- _What is being asked_
From the line with "building. Do not add anything beyond the points." through the final line below, restate each line word for word and return nothing else.
[Material for the task]
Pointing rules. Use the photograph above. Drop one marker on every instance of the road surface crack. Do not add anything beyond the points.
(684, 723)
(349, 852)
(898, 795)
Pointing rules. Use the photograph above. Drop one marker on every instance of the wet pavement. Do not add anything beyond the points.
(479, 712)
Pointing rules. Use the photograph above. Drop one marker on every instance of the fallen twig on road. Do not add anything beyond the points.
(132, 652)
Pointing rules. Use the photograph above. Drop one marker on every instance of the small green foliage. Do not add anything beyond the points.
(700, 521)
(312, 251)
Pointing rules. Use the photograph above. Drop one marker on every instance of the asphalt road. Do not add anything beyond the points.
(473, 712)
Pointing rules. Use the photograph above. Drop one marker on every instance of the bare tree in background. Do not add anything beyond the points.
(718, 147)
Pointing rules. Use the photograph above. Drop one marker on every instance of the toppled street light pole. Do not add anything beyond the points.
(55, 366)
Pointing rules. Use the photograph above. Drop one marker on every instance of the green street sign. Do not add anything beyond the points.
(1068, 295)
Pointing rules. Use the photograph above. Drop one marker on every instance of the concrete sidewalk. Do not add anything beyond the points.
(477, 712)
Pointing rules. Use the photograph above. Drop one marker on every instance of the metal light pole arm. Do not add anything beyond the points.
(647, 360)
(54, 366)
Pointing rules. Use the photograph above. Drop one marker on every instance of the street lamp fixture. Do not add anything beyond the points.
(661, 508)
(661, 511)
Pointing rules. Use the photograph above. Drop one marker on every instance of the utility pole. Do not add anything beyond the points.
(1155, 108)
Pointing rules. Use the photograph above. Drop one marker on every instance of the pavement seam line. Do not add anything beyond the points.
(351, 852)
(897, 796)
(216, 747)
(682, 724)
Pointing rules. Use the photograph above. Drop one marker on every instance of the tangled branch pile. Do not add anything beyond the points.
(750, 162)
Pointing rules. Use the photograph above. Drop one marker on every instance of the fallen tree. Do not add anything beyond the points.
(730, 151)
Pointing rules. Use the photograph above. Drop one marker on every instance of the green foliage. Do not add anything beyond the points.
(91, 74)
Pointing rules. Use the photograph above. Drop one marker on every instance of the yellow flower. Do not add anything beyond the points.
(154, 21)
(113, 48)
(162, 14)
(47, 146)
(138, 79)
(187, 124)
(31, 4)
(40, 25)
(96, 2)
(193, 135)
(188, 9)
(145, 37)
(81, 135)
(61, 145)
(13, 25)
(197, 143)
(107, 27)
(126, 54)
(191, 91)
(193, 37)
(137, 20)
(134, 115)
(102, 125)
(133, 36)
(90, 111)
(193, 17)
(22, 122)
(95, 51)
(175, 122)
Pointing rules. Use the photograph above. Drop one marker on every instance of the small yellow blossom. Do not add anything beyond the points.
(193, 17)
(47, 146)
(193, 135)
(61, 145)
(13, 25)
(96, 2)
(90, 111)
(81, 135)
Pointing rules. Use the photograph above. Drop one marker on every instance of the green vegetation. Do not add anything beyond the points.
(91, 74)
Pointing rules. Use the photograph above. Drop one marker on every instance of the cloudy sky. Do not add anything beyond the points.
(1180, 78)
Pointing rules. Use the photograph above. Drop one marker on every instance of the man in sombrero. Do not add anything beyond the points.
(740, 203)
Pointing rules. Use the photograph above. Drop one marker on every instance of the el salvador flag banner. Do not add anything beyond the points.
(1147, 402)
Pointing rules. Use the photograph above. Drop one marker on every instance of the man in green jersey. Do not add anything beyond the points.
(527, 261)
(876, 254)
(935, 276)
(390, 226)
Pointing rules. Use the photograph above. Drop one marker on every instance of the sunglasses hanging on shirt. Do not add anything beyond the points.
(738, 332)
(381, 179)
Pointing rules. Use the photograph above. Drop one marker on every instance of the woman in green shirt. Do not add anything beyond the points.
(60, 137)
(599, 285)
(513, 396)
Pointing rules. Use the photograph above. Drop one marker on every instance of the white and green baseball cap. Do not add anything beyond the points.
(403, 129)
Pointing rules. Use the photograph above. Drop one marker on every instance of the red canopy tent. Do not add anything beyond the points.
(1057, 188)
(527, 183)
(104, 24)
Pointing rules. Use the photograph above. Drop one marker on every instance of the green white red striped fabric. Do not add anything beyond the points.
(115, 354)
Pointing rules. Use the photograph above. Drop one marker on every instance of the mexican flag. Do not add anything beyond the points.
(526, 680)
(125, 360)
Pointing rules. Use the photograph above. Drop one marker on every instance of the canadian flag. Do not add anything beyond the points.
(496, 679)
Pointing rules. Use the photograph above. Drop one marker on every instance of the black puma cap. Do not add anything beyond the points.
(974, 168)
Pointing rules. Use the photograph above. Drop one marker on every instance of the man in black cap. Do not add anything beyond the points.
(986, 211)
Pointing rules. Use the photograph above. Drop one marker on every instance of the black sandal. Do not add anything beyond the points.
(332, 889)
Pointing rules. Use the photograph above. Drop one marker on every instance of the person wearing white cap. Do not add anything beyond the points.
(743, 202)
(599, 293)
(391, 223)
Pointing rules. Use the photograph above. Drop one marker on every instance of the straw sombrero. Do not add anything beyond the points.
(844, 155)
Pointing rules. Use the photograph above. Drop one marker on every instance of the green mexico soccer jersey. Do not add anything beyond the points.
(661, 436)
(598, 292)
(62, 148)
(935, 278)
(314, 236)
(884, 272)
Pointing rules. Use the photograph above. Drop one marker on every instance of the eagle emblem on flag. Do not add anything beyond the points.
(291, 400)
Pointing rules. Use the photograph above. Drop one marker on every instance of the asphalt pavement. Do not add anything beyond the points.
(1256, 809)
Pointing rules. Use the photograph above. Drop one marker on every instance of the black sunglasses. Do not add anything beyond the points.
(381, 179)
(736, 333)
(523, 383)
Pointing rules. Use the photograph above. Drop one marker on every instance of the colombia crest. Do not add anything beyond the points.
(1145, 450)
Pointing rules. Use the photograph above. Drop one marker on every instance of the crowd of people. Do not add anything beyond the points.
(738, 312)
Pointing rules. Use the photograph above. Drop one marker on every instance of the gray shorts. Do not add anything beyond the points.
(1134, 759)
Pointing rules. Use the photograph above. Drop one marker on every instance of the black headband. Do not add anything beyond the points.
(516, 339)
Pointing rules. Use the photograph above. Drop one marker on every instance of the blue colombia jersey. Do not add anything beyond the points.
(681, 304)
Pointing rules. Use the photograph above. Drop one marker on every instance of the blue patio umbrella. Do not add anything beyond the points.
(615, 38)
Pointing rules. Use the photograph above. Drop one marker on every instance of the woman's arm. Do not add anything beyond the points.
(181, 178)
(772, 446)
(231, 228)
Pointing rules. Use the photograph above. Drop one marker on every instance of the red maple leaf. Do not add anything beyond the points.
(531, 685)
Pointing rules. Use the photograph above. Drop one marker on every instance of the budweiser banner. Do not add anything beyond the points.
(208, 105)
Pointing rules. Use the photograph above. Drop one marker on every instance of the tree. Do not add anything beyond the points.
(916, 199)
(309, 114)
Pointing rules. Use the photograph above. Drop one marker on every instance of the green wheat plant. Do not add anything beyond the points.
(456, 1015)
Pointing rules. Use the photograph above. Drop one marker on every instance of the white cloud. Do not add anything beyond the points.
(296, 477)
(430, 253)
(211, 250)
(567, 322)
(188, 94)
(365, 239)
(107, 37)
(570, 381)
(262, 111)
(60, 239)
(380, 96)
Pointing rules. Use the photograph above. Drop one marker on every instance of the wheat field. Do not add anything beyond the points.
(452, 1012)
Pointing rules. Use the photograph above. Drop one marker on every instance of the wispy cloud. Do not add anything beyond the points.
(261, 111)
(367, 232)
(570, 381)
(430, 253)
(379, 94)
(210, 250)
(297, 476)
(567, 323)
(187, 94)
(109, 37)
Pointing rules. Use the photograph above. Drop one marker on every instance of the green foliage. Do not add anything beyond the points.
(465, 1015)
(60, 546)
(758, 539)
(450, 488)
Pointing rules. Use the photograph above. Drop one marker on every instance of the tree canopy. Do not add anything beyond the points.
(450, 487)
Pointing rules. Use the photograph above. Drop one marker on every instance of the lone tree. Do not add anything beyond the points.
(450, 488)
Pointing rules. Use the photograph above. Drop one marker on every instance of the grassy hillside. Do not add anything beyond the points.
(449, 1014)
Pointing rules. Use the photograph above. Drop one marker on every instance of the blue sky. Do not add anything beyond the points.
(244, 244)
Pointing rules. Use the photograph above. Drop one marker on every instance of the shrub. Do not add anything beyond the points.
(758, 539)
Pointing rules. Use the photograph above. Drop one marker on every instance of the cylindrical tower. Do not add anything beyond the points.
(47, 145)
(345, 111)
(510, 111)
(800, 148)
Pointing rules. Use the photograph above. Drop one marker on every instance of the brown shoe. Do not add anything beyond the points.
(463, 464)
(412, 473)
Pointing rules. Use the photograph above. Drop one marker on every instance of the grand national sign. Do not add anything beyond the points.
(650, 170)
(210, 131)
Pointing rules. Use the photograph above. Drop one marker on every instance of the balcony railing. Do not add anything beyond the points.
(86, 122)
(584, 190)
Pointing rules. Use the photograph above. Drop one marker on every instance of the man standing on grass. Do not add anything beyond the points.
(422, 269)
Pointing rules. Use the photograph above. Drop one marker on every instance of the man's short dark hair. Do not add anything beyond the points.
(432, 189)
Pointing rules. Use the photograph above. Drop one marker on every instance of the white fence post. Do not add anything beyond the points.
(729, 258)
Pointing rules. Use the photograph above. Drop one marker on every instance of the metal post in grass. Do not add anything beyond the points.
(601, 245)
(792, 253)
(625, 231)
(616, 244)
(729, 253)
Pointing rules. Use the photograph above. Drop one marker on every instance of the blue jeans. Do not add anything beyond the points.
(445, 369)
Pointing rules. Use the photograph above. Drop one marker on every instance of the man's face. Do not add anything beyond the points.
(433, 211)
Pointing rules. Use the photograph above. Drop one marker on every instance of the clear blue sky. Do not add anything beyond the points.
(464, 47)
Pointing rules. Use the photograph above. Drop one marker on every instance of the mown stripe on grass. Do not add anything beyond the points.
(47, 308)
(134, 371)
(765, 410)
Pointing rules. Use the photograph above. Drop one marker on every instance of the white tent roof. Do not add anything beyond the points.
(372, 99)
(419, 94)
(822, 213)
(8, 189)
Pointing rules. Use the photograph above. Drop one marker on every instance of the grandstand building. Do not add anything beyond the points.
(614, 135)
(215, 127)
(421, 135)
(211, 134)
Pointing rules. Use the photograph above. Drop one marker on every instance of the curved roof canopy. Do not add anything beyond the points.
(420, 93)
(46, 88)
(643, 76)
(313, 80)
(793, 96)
[/Material for the task]
- _Solution_
Pointing rules. Use the photograph above. Drop one marker on every instance of the grandstand building. Do not add anything beyond the points.
(614, 135)
(215, 127)
(421, 135)
(211, 134)
Pointing rules. Use the photograph above. Drop one marker on every instance of the curved roof canopy. Do not add anything beyond the points.
(420, 93)
(46, 88)
(643, 76)
(313, 80)
(793, 96)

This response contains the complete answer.